:: Data shown ::
◇ ◇ ◇

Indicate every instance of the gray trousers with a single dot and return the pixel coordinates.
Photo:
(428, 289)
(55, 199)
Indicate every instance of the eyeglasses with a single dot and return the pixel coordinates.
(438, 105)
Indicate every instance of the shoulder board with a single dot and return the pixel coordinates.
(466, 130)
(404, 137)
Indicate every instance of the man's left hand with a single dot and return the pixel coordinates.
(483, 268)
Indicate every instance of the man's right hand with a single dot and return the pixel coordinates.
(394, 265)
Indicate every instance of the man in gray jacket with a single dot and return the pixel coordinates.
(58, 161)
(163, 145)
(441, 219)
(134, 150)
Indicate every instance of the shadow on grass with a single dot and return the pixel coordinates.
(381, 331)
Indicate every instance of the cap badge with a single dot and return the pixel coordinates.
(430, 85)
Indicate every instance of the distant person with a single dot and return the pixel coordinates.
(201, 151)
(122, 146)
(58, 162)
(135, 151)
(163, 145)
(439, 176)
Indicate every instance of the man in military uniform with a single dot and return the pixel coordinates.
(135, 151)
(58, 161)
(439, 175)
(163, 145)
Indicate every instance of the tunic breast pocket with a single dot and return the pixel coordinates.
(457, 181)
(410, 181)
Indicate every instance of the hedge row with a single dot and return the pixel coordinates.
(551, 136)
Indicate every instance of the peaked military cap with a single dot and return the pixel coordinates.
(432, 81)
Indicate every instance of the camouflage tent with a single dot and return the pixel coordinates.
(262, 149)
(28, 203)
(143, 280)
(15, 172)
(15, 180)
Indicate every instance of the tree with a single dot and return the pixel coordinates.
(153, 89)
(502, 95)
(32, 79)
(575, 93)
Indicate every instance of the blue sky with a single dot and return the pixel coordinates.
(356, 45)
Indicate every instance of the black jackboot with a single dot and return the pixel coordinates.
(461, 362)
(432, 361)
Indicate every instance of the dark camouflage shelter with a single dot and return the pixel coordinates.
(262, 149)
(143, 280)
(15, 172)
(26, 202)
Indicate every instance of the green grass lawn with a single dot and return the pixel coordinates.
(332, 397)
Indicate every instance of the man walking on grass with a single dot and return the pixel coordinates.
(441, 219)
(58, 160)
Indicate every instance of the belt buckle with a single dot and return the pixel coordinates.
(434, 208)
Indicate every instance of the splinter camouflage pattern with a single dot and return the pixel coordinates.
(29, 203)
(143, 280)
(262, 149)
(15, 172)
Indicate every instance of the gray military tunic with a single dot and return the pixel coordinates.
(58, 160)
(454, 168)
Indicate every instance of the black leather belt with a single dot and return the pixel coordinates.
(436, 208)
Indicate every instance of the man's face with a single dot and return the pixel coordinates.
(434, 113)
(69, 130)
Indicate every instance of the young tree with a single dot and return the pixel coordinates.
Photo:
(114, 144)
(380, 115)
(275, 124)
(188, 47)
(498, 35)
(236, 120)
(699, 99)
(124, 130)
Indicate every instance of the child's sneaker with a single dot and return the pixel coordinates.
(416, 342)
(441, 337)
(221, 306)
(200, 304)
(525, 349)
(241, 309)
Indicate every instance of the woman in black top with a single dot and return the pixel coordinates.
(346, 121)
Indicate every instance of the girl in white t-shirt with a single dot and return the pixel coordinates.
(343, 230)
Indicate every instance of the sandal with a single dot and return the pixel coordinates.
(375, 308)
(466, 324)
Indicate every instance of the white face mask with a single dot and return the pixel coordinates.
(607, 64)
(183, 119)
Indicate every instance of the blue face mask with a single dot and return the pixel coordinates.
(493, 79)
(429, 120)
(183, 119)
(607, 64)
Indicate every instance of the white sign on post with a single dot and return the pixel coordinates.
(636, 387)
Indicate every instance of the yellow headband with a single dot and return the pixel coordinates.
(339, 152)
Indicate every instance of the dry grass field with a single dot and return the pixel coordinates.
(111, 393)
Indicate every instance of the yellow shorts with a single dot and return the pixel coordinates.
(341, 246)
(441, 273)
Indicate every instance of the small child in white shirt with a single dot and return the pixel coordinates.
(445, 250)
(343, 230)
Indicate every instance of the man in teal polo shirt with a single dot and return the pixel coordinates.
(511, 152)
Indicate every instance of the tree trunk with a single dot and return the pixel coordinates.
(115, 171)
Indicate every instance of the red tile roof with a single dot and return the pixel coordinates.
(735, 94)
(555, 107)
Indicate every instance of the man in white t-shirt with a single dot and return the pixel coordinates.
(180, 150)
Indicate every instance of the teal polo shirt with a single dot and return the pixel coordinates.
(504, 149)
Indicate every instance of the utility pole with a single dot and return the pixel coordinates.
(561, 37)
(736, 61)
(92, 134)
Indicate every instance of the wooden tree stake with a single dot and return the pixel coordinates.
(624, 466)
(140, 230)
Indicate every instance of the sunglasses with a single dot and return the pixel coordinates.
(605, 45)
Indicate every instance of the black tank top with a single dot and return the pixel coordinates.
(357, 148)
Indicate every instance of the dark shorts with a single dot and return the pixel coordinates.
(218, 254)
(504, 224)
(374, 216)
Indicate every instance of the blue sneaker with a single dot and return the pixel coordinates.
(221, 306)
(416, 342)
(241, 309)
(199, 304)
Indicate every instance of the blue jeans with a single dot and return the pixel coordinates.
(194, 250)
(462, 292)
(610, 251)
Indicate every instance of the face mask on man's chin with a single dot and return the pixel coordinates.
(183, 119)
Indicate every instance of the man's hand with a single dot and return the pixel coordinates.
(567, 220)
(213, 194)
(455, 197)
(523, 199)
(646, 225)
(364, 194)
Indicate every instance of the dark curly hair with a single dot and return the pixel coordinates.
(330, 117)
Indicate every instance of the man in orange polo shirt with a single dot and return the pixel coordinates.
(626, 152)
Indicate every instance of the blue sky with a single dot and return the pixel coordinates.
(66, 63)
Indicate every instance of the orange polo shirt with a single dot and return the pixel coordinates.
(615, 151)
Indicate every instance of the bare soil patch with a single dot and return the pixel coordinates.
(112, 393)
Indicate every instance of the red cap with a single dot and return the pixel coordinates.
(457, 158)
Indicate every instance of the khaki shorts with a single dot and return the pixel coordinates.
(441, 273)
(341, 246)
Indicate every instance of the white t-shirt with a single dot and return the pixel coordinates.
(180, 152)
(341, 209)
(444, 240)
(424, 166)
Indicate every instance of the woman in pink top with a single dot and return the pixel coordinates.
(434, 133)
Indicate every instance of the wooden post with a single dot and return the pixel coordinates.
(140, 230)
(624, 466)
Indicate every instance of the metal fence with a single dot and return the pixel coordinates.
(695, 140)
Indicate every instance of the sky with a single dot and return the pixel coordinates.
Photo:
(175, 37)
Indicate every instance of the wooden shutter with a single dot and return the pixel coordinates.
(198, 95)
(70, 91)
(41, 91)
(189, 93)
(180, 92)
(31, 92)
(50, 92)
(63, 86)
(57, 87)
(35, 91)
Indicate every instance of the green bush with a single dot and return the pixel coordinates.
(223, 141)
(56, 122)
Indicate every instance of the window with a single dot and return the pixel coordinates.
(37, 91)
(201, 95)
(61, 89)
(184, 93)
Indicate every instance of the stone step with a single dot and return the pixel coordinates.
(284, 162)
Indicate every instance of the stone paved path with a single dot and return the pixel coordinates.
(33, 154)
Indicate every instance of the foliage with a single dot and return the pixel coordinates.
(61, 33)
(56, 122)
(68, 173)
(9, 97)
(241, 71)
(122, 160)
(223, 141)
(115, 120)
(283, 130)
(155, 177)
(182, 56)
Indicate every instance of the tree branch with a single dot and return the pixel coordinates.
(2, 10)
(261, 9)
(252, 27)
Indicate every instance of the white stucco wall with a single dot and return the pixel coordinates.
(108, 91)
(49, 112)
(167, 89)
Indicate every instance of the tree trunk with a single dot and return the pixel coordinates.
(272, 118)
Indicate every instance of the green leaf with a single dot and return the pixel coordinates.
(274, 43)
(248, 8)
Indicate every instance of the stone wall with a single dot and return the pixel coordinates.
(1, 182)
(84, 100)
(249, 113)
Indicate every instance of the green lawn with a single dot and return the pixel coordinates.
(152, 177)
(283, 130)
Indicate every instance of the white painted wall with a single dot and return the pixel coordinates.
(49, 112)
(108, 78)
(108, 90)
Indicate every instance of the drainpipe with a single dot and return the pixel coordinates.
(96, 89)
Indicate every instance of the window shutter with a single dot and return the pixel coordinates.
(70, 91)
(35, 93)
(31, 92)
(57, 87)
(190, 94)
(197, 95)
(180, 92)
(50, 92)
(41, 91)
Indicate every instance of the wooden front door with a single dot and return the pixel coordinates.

◇ ◇ ◇

Your answer must be the line containing "Indicate every instance of the window with" and every line after it through the end of the records above, reproduced exactly and alone.

:: Task result ::
Indicate every instance of the window with a single dot and return the pixel coordinates.
(37, 91)
(201, 95)
(61, 89)
(184, 93)
Indicate every instance of the stone step with a single dot and return the pixel coordinates.
(284, 162)
Indicate every instance of the stone paved path with a single dot and return the pixel coordinates.
(33, 154)
Indicate every instance of the foliage with a single dot and return the pixel coordinates.
(61, 33)
(56, 122)
(68, 173)
(9, 97)
(241, 71)
(122, 160)
(223, 141)
(115, 120)
(283, 130)
(155, 177)
(182, 56)
Indicate every instance of the tree branch with a single dot and return the pixel coordinates.
(2, 10)
(261, 9)
(252, 27)
Indicate every instance of the white stucco wall with a single dot and return the pixel coordinates.
(108, 91)
(49, 112)
(167, 89)
Indicate every instance of the tree trunk with a single dot and return the pixel coordinates.
(272, 118)
Indicate every instance of the green leaf with a single dot and return the pixel coordinates.
(274, 43)
(248, 8)
Indicate every instance of the stone wall with a single dot and return the pixel coordinates.
(1, 182)
(84, 100)
(249, 113)
Indicate every instance of the green lawn with a single dot and return the pixel coordinates.
(152, 177)
(283, 130)
Indicate every instance of the white painted wall with a single dot and return the pixel coordinates.
(49, 112)
(108, 78)
(108, 90)
Indicate every instance of the drainpipe with a single dot and return the pixel coordinates.
(96, 89)
Indicate every instance of the window shutter with a single dot and return the pixel coordinates.
(70, 91)
(35, 93)
(31, 92)
(57, 87)
(190, 94)
(197, 95)
(180, 92)
(50, 92)
(41, 91)
Indicate every instance of the wooden front door with a single dot and return the pixel coordinates.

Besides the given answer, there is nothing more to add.